Point localization data:
________

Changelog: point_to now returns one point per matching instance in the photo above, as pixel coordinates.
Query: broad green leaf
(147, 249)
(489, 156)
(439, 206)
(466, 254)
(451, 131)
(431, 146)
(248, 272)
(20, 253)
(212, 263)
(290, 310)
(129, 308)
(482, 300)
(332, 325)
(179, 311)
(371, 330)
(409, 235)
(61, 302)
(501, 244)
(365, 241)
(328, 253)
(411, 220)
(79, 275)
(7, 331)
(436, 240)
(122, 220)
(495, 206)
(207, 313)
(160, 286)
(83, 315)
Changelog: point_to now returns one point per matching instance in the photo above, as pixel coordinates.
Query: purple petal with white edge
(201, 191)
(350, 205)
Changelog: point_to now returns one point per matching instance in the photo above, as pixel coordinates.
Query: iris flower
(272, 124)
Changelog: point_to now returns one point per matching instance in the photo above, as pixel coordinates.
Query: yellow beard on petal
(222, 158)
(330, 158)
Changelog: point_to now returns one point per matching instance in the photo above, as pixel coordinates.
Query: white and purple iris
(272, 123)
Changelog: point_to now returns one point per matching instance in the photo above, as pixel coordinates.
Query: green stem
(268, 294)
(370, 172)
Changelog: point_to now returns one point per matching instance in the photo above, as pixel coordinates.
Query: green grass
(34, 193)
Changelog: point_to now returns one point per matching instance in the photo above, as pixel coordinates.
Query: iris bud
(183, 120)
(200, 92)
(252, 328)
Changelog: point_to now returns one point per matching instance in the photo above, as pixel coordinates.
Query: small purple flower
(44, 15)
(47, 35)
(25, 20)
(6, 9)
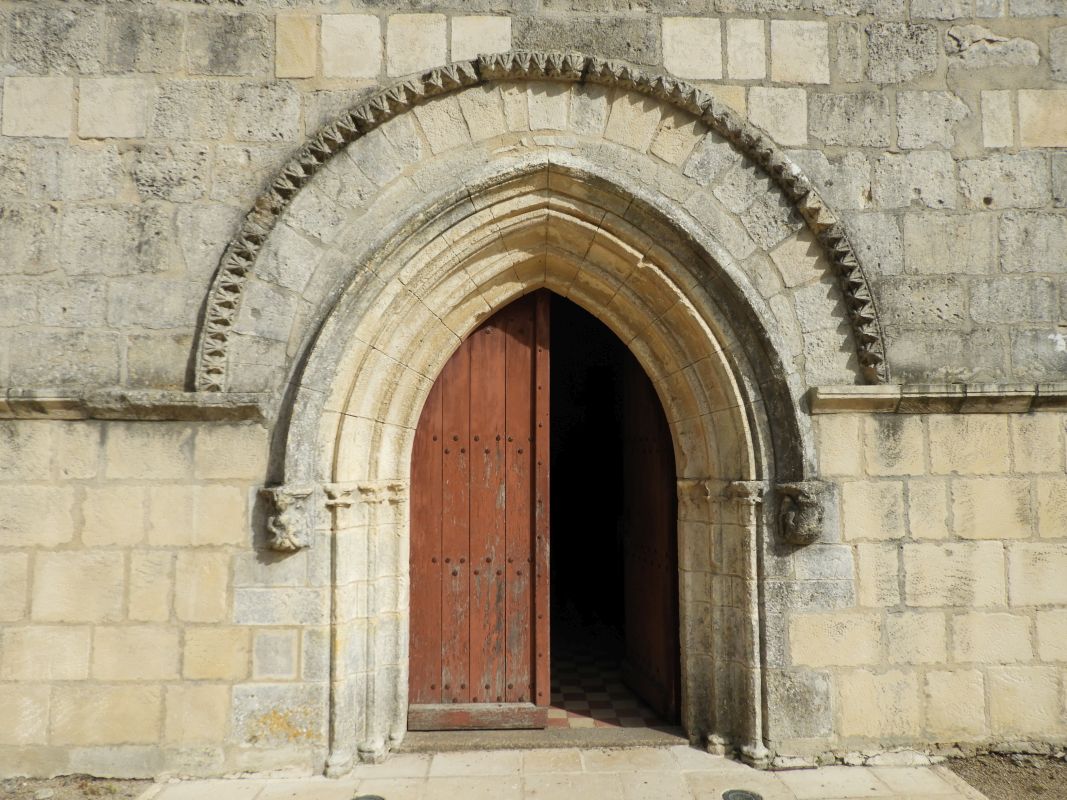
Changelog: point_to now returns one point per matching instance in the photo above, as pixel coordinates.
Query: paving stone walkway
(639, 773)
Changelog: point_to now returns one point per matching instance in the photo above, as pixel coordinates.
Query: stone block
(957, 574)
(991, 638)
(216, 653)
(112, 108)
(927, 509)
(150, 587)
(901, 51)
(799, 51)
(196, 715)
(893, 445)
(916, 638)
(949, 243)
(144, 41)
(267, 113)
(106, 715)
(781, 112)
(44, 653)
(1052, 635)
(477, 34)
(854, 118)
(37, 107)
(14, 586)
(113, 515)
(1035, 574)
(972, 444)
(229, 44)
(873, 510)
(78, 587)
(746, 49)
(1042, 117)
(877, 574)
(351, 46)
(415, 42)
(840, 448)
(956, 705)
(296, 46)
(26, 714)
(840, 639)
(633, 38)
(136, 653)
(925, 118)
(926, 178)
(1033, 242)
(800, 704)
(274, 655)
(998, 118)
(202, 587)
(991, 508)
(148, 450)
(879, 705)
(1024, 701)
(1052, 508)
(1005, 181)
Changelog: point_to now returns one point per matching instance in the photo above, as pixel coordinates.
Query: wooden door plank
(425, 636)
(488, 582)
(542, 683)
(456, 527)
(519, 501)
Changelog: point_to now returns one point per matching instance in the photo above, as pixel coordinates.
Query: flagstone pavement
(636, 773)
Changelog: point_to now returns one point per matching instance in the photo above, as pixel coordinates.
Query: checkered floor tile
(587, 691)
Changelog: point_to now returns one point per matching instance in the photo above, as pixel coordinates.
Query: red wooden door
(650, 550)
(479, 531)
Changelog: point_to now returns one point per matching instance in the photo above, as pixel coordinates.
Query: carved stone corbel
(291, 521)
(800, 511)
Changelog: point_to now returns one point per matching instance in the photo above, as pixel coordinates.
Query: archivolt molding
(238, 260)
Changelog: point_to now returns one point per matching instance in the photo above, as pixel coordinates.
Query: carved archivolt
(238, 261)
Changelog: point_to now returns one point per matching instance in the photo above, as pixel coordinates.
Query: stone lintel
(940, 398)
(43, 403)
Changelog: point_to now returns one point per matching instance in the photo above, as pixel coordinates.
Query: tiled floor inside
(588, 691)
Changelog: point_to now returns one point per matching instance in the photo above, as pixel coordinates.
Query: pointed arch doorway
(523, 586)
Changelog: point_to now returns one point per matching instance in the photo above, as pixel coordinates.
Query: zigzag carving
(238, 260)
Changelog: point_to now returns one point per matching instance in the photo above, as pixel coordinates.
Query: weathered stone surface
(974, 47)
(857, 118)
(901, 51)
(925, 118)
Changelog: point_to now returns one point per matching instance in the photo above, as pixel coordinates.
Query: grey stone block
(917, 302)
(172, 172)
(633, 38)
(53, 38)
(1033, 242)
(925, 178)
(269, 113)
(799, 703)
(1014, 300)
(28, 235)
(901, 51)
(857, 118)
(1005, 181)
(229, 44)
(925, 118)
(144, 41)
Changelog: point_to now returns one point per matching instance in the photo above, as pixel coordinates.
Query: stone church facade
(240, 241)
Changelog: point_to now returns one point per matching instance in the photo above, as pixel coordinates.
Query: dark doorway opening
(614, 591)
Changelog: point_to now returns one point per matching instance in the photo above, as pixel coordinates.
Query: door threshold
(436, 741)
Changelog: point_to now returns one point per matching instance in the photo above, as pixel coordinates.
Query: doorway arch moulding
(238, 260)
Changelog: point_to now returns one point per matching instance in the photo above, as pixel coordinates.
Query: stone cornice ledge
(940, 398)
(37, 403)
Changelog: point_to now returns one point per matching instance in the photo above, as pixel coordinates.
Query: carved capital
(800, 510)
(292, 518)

________

*DESCRIPTION OF THE TASK*.
Reproduce the entries above exactly. Do not include the images.

*WRITTEN SOLUTION*.
Changelog: point_to now returns one point per matching instance in the photo above, as pixel coordinates.
Query: broad green leaf
(147, 249)
(489, 156)
(439, 206)
(466, 254)
(451, 131)
(431, 146)
(248, 272)
(20, 253)
(212, 263)
(290, 310)
(129, 308)
(482, 300)
(332, 325)
(179, 311)
(371, 330)
(409, 235)
(61, 302)
(501, 244)
(365, 241)
(328, 253)
(411, 220)
(79, 275)
(7, 331)
(436, 240)
(122, 220)
(495, 206)
(207, 313)
(160, 286)
(83, 315)
Changelog: point_to now returns one point per matching instance in the photo above, as pixel coordinates.
Query: purple petal with white edge
(201, 191)
(350, 205)
Changelog: point_to now returns one point per matching instance in the photo above, as pixel coordinates.
Query: iris flower
(272, 124)
Changelog: point_to now returns one point per matching instance in the photo above, as pixel coordinates.
Query: yellow beard on petal
(222, 158)
(330, 158)
Changelog: point_to now returns one point per matching instance in the photo above, as pixel coordinates.
Query: white and purple iris
(272, 123)
Changelog: point_to now returns one point per matching instance in the photo above, as pixel coordinates.
Query: green stem
(268, 294)
(370, 172)
Changelog: point_to now returns one point per matching instance in the photo above, as pixel coordinates.
Query: green grass
(34, 193)
Changelog: point_to now returns one point per matching instance in the photo above, as pixel coordinates.
Query: iris bud
(183, 120)
(200, 92)
(252, 328)
Changelog: point_to now returns one point per matching instance in the photo above, as pixel coordinates.
Query: small purple flower
(44, 15)
(47, 35)
(25, 20)
(6, 9)
Changelog: point_to now returns one point per matching instance in the photo above, as pixel coordinates.
Query: paving stone walkway
(639, 773)
Changelog: point_to now returns one point per matching instance in the photo above, as pixel coordinates.
Query: stone block
(957, 574)
(991, 638)
(216, 653)
(112, 108)
(927, 509)
(150, 587)
(901, 51)
(799, 51)
(196, 715)
(893, 445)
(916, 638)
(949, 243)
(144, 41)
(267, 113)
(106, 715)
(781, 112)
(44, 653)
(1052, 635)
(477, 34)
(854, 118)
(37, 107)
(14, 586)
(113, 515)
(1035, 574)
(972, 444)
(229, 44)
(873, 510)
(78, 587)
(746, 49)
(1042, 117)
(877, 574)
(351, 46)
(415, 42)
(840, 448)
(956, 705)
(296, 46)
(26, 714)
(840, 639)
(633, 38)
(136, 653)
(925, 118)
(926, 178)
(1033, 242)
(800, 704)
(274, 655)
(998, 118)
(202, 587)
(991, 508)
(148, 450)
(879, 705)
(1024, 701)
(1052, 508)
(1005, 181)
Changelog: point_to now returns one point per matching instance in the photo above, as pixel coordinates.
Query: wooden door plank
(425, 636)
(488, 582)
(542, 683)
(456, 527)
(519, 501)
Changelog: point_to now returns one point per matching instance in the photo above, as pixel coordinates.
Query: flagstone pavement
(636, 773)
Changelog: point_to now returns one point per matching instance in the photo above, as pixel coordinates.
Query: checkered floor tile
(587, 691)
Changelog: point_to now returns one point per matching instance in the photo above, as pixel coordinates.
Query: red wooden door
(650, 550)
(479, 531)
Changelog: point_to now returns one point per matching instance in the photo above, as pixel coordinates.
Query: carved stone corbel
(291, 521)
(800, 511)
Changelog: point_to now returns one point per matching instance in the photo above, as pixel coordinates.
Query: archivolt molding
(238, 260)
Changelog: point_to now returns one point per matching instance in the photo above, as pixel coordinates.
Query: carved archivolt
(238, 261)
Changelog: point_to now returns one point per matching instance in the photo above, as pixel coordinates.
Query: stone lintel
(940, 398)
(43, 403)
Changelog: point_to now returns one point per matching instance in the photo above, as pixel coordinates.
Query: tiled floor inside
(588, 691)
Changelog: point_to now returns one point per matching instance in the photo above, as pixel coordinates.
Query: pointed arch doorway
(523, 586)
Changelog: point_to now returns one point per matching instance in the photo above, as pixel coordinates.
Query: zigzag carving
(238, 260)
Changelog: point_to now returns one point per matching instance in the photo above, as pixel coordinates.
Query: weathered stone surface
(974, 47)
(857, 118)
(901, 51)
(925, 118)
Changelog: point_to now returns one point per matching instance in the photo above, as pixel coordinates.
Query: grey stone block
(917, 302)
(172, 172)
(633, 38)
(53, 38)
(1033, 242)
(925, 178)
(269, 113)
(799, 703)
(1014, 300)
(28, 235)
(901, 51)
(857, 118)
(1005, 181)
(229, 44)
(925, 118)
(144, 41)
Changelog: point_to now returns one point per matching instance in the photo above, as pixel coordinates.
Query: stone church facade
(240, 241)
Changelog: point_to now returns one point per matching instance in the photo above, as pixel coordinates.
Query: dark doorway opening
(614, 591)
Changelog: point_to now returns one point per matching instance in the photo above, as pixel coordinates.
Query: door threshold
(436, 741)
Changelog: point_to now returns one point per matching instance in the photo above, as pixel coordinates.
Query: doorway arch moulding
(238, 260)
Changelog: point_to now returns one point per matching instance in the photo above, as pixel coordinates.
Query: stone cornice ledge
(940, 398)
(37, 403)
Changelog: point_to now returns one point per matching instance in the photo above, as pixel coordinates.
Query: carved capital
(800, 510)
(292, 518)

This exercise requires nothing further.